[[ DOCUMENT PASSAGE, beginning ]]

Our little people live in a world that can be out of their control. They are told when it is time to eat, sleep, play, run errands, and go home. Their unique personalities will cope with this in different ways. In addition, they often have to face life stressors such as moving, peer or parent conflict, academic pressures, divorce, or loss. These situations can create a complex variety of emotions that a child doesn't have the maturity and coping skills to deal with. As a result, problem behaviors can occur. Some common problematic behaviors are angry outbursts, lying, poor academic performance, and not following boundaries at school or home.
It can be both frustrating and saddening as a parent to encounter these challenges with your child. It can be exhausting trying multiple methods of stopping problem behaviors, just to have nothing produce significant change. Generally, if this is the situation that you find yourself in, getting outside help can be extremely beneficial in getting your family "unstuck". Having someone unbiased and outside of the situation can provide valuable feedback. Other ideas to keep in mind are…
- Listen to and validate your child's experience. Children are not unlike adults in that they need to be heard. What is the emotion that you see your child displaying? Reflect that to them so that they can gain understanding to what is going on inside of themselves in that moment. "You seem angry, would you like to talk about that?" "I could understand why you are disappointed about that." You may not agree with their perception about a situation, and that is okay. This is not the moment to make that clear. Simply seeing their emotion and validating it will bring their intensity level down and that is your goal in the initial moment.

[[ DOCUMENT PASSAGE, end ]]
[[ DATA TO EXAMINE, beginning ]]

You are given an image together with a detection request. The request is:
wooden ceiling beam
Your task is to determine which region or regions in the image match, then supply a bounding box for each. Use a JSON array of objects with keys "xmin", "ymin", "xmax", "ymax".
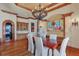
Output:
[
  {"xmin": 15, "ymin": 3, "xmax": 32, "ymax": 11},
  {"xmin": 48, "ymin": 3, "xmax": 71, "ymax": 12}
]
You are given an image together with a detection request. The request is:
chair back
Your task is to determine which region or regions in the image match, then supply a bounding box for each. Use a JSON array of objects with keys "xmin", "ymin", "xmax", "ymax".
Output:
[
  {"xmin": 28, "ymin": 34, "xmax": 34, "ymax": 53},
  {"xmin": 60, "ymin": 37, "xmax": 69, "ymax": 56},
  {"xmin": 50, "ymin": 34, "xmax": 57, "ymax": 43},
  {"xmin": 35, "ymin": 37, "xmax": 43, "ymax": 56}
]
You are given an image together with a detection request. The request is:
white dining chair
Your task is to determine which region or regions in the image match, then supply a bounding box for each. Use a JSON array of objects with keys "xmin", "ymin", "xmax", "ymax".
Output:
[
  {"xmin": 35, "ymin": 37, "xmax": 48, "ymax": 56},
  {"xmin": 49, "ymin": 34, "xmax": 57, "ymax": 43},
  {"xmin": 53, "ymin": 37, "xmax": 69, "ymax": 56},
  {"xmin": 28, "ymin": 34, "xmax": 34, "ymax": 54}
]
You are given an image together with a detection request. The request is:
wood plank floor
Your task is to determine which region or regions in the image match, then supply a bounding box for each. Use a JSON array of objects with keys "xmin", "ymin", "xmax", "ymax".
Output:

[[ DATA TO EXAMINE, end ]]

▶ [LIST OF TASKS]
1 > According to the passage on children's problem behaviors, what are some common problematic behaviors?
2 > Proceed with the passage on children's problem behaviors, picking up right after its final sentence.

▶ [RESULTS OF THE EXERCISE]
1 > Angry outbursts, lying, poor academic performance, and not following boundaries at school or home.

2 >
- Evaluate your responses to your child. Are you matching their emotional intensity? Doing so can escalate the situation, making it difficult to have productive communication. It can also subtly reinforce their behavior through giving it power to change your own emotional climate and family atmosphere. Take a breath or remove yourself from the situation if you need to help yourself calm down. Similar to the idea of oxygen masks on a plane. You cannot help your child until you are taken care of.
- Make boundaries clear and present your child with a choice. Giving your child a choice in a frustrating situation teaches them decision making skills and emotional responsibility. For example, "If you choose to speak disrespectfully to me (assuming your child can developmentally understand this concept), you will choose to lose internet privileges for the rest of the day." I often have parents in therapy tell me, "I give consequences, but it's not working." I think the problem with that line of thinking is two fold. One, we are losing sight of some of the goals of parenting being teaching life skills, decision making, self control, emotional regulation, and building character. When we provide consistent consequences, we are accomplishing those exact goals. Another problem is our underlying expectation that providing a consequence will immediately change future behaviors. Our kids are "works in progress". Different children will take varying amounts of time and experience to learn certain lessons.